◆ **WORK ITEM**
The listing is to be reproduced exactly, excluding its pictures.

[RECORDS SHOWN — start]

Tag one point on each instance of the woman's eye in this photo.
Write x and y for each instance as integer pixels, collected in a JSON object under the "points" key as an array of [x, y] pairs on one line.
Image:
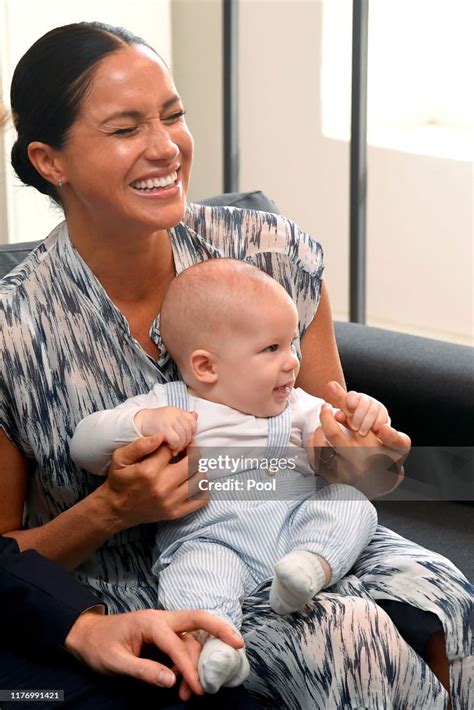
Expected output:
{"points": [[125, 131], [174, 117]]}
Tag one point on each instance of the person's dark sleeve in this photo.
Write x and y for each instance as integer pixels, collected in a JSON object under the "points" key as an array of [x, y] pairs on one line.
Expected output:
{"points": [[39, 601]]}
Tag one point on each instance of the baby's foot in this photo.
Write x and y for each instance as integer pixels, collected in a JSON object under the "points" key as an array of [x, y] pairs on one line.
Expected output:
{"points": [[220, 664], [298, 577]]}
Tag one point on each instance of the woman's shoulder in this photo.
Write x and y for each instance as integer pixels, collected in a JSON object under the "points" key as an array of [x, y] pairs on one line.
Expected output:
{"points": [[29, 276], [245, 233]]}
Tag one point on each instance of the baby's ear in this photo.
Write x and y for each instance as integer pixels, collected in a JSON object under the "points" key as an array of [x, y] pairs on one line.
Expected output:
{"points": [[203, 366]]}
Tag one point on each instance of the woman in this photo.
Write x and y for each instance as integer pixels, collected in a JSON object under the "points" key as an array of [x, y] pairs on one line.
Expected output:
{"points": [[101, 130]]}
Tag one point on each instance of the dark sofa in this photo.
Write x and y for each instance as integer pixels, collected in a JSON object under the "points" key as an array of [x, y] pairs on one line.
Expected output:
{"points": [[428, 387]]}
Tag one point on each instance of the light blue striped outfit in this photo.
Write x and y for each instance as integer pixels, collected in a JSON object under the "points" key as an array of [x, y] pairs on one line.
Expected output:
{"points": [[217, 556], [67, 351]]}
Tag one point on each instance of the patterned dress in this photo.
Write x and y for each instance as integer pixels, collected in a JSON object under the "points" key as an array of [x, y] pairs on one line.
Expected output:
{"points": [[67, 351]]}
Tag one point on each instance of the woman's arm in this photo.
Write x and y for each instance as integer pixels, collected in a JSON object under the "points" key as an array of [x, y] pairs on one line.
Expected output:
{"points": [[142, 487], [321, 362]]}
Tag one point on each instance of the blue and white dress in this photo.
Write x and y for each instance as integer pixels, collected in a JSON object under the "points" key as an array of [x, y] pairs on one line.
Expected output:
{"points": [[67, 351]]}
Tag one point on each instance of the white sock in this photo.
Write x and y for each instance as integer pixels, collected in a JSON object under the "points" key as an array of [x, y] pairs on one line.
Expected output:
{"points": [[220, 664], [298, 577]]}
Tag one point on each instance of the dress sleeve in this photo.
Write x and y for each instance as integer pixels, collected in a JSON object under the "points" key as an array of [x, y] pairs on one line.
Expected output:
{"points": [[99, 434]]}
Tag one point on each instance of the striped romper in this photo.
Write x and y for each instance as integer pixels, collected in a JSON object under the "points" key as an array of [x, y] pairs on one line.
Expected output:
{"points": [[67, 351]]}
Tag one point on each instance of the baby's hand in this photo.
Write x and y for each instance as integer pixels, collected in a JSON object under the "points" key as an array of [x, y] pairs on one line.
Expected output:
{"points": [[177, 426], [358, 412]]}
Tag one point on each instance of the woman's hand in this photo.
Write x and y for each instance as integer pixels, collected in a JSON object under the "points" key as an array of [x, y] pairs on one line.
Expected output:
{"points": [[357, 411], [143, 487], [112, 644], [372, 463]]}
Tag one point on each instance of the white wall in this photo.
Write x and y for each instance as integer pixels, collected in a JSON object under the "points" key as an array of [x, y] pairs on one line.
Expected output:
{"points": [[26, 214], [197, 69], [419, 208]]}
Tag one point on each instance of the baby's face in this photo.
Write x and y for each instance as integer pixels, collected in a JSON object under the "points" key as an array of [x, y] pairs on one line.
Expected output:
{"points": [[257, 364]]}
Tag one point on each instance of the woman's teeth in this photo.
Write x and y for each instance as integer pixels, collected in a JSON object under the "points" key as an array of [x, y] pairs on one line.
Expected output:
{"points": [[153, 183]]}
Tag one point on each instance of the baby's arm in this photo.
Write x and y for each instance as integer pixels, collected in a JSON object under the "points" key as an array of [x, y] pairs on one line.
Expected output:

[RECORDS SHOWN — finish]

◆ **TASK SOLUTION**
Tag one point on each instance of the woman's eye in this photo.
Write x and y for each instance as integer pixels, collected in a JSON object under the "points" key as an array of [x, y] pairs on one line.
Image:
Expected output:
{"points": [[125, 131], [174, 117]]}
Tag one point on each instance of the person's dark sleeve in this photo.
Write x and y for each instance as integer pixels, collected in a JSON object under the "points" key as an array of [x, y] pairs on one line.
Expected output:
{"points": [[39, 601]]}
Tag one point on each instance of the baby's foot in this photo.
Write x and y for each instance as integer pixels, collected in a JSON object under the "points" key as an array of [x, y] pairs on one line.
Expected output:
{"points": [[220, 664], [298, 577]]}
Tag one point on each instance of the woman's shoulder in this photo.
Write x and y for each instance as integer pixels, collected in a JSON object under the "points" key as an array of [x, y] pairs on one line.
Expected output:
{"points": [[29, 276], [245, 233]]}
Tag one point on each instance of the baby's ear in this photo.
Write x and y for each instance as integer pixels, collected in a JSON object under the "points" key as an array of [x, y] pairs on one line.
Expected output:
{"points": [[203, 366]]}
Tag one point on each instance of the woman in this photo.
Write x and y for each instance as integer pixels, collected in a JSON object under the "points" key as an array of [x, y] pairs on one line.
Expected output:
{"points": [[101, 130]]}
Tag one point on each instance of the dark sofa in this photo.
Write x and y for each instance as integer pixels, collected in a JSON object under the "points" key as an array of [x, y] pairs on one line.
Expected output:
{"points": [[428, 387]]}
Tag one point on each instance of the light blue striped outfit in this photo.
Write x and y for each instance as integer pixels, collected in a JSON object under the "points" key as an array of [x, y] pairs on one line.
Expected output:
{"points": [[217, 556], [67, 351]]}
Tag one point on each instance of the patterned dress in this photo.
Write x and y for each instance as integer pixels, collected in a JSON object under the "points" key as an array of [x, y] pairs on one line.
Expected output:
{"points": [[67, 351]]}
Tag one point on each instance of the woman's arm in this photo.
Write x and y for each instance as integer pixels, collected in a JSON object under the "points" key as an array of [x, y] pairs on one line.
Expected output:
{"points": [[142, 487], [321, 362]]}
Tag one point on each instance of the blue and white dress in this photo.
Write x and y for each instance as integer pixels, collected in a JSON object under the "points" key as an array of [x, y] pairs on one line.
Expected output:
{"points": [[67, 351]]}
Tag one point on each instance of the white sock in this photo.
Write x and y for each instance as integer pixels, collected in a JSON object under the "points" key as an array of [x, y] pairs on one line.
Expected output:
{"points": [[220, 664], [298, 577]]}
Tag one point on each instance of the dress sleeve in this photo.
Write x and y for each instance as integer pixels, collected in a JSON object under the "points" key as an array of [x, y] pairs on one line.
Expected output:
{"points": [[99, 434]]}
Tag one point on each instance of the striped romper in this photo.
Write x and y for each instance as integer pixels, collected in a JSON object under the "points" key as an array of [x, y] pairs on one line.
Expected output:
{"points": [[67, 351]]}
Tag one point on each instance of the baby's hand in this photo.
Write x and y for each instance as integer pixels, collected in a JSON object under the "points" key as an array of [x, y] pairs on one line.
Expected output:
{"points": [[177, 426], [358, 412]]}
Tag one point on each instance of the woman's hand in this photo.
Write x and y for each instance as integer pixels, collected in a JSON object under the "points" key as an array of [x, y] pairs on one line.
Expected output:
{"points": [[357, 411], [143, 487], [112, 644], [372, 463]]}
Tag one point on each instance of the white wall in this photo.
Write x and y for each instance as integer pixels, collected in a JSON object under the "points" key as an array of [x, y] pairs on one line.
Expected output:
{"points": [[26, 214], [197, 69], [419, 208]]}
Tag one point on each instance of the baby's face in this photo.
Write x and y for each instance as integer pixels, collected in a JSON object under the "points" key as an array of [x, y] pairs on one line.
Expected output:
{"points": [[257, 364]]}
Tag one point on each instance of the woman's teeth in this photo.
Write x and y for each instance as integer pixels, collected in a JSON object under the "points" key as an array of [x, y] pairs on one line.
Expected output:
{"points": [[153, 183]]}
Tag one point on each instance of the baby's arm in this photo.
Write x and y for each instance as integer pixels, collected in a JSON object under the "points" key as an array of [x, y] pairs on one line.
Expected output:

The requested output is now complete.